> _Task to complete_
Rewrite the items below from the line containing "Formation-chart tagging: label the green" through the last one, replacing every "with a dot for each instance" with "with one point per instance" and changing nothing else.

-- BEGIN Recorded information --

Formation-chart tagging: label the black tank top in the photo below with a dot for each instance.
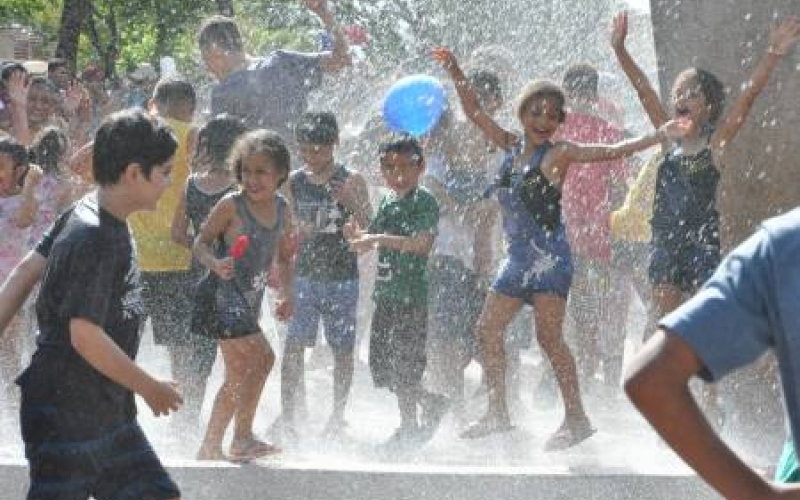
(324, 254)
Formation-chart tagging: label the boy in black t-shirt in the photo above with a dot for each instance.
(78, 412)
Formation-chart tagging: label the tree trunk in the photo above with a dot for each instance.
(72, 17)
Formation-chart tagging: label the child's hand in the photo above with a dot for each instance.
(364, 243)
(18, 85)
(284, 307)
(620, 31)
(783, 36)
(445, 57)
(676, 128)
(162, 398)
(223, 267)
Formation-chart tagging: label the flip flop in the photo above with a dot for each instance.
(250, 449)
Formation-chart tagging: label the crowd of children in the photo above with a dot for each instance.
(184, 225)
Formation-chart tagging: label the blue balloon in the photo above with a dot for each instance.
(414, 104)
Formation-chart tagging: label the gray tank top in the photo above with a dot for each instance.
(252, 269)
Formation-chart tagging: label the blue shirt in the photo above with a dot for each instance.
(751, 304)
(271, 93)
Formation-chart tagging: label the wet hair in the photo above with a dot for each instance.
(131, 136)
(261, 142)
(221, 31)
(171, 91)
(581, 80)
(14, 149)
(712, 88)
(486, 84)
(217, 137)
(49, 148)
(317, 128)
(540, 89)
(401, 144)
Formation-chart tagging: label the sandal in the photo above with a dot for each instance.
(247, 450)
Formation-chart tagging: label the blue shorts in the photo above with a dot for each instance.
(522, 278)
(685, 265)
(118, 465)
(335, 303)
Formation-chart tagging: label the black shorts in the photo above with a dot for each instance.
(397, 345)
(117, 465)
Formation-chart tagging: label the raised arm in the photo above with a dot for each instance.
(647, 94)
(339, 57)
(781, 40)
(470, 103)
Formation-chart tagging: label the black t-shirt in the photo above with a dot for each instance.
(91, 274)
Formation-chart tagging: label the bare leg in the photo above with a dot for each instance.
(498, 312)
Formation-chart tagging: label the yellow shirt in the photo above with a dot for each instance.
(631, 222)
(152, 230)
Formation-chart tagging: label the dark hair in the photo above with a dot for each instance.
(13, 148)
(49, 148)
(56, 63)
(401, 144)
(317, 128)
(261, 142)
(218, 136)
(172, 91)
(131, 136)
(540, 89)
(486, 83)
(712, 88)
(581, 80)
(221, 31)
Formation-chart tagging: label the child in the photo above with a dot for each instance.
(403, 231)
(685, 223)
(323, 195)
(211, 181)
(165, 266)
(78, 411)
(229, 298)
(747, 308)
(457, 163)
(538, 269)
(18, 208)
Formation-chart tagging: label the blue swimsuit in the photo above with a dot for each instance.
(539, 259)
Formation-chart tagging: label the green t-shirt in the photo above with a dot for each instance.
(401, 276)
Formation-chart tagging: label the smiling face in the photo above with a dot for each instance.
(401, 171)
(261, 177)
(540, 118)
(689, 102)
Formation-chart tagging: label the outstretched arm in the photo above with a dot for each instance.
(657, 383)
(469, 101)
(339, 57)
(781, 38)
(647, 94)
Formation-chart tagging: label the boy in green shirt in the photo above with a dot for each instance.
(403, 231)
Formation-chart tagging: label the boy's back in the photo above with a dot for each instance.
(91, 274)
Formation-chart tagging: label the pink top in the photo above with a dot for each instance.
(586, 193)
(13, 240)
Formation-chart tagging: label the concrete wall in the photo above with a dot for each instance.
(727, 37)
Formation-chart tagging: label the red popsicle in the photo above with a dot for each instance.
(239, 246)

-- END Recorded information --

> _Reply to the task_
Formation-chart tagging: label the green t-shirt in the photo above with one point per instance.
(401, 276)
Formation-chart tagging: label the smiling face in the photo above with one point per instance.
(401, 171)
(261, 177)
(540, 118)
(689, 102)
Formation-chart tagging: label the outstretched arm in the photo above with one point per instance.
(657, 383)
(469, 101)
(339, 57)
(781, 38)
(647, 94)
Formation-chart tagging: label the boy in green shirt in the photo above with one point per instance.
(403, 231)
Formation-chart tagging: label the boy's back in the photo above with one point per instance.
(91, 274)
Formation-chart tagging: label the pink top in the photo above with one point per instance.
(586, 193)
(13, 240)
Formation-chart tagging: label the concrete wall in the photo above with one point per instance.
(727, 37)
Formation-chart tagging: label the red popsicle in the photo above with one point per instance.
(239, 246)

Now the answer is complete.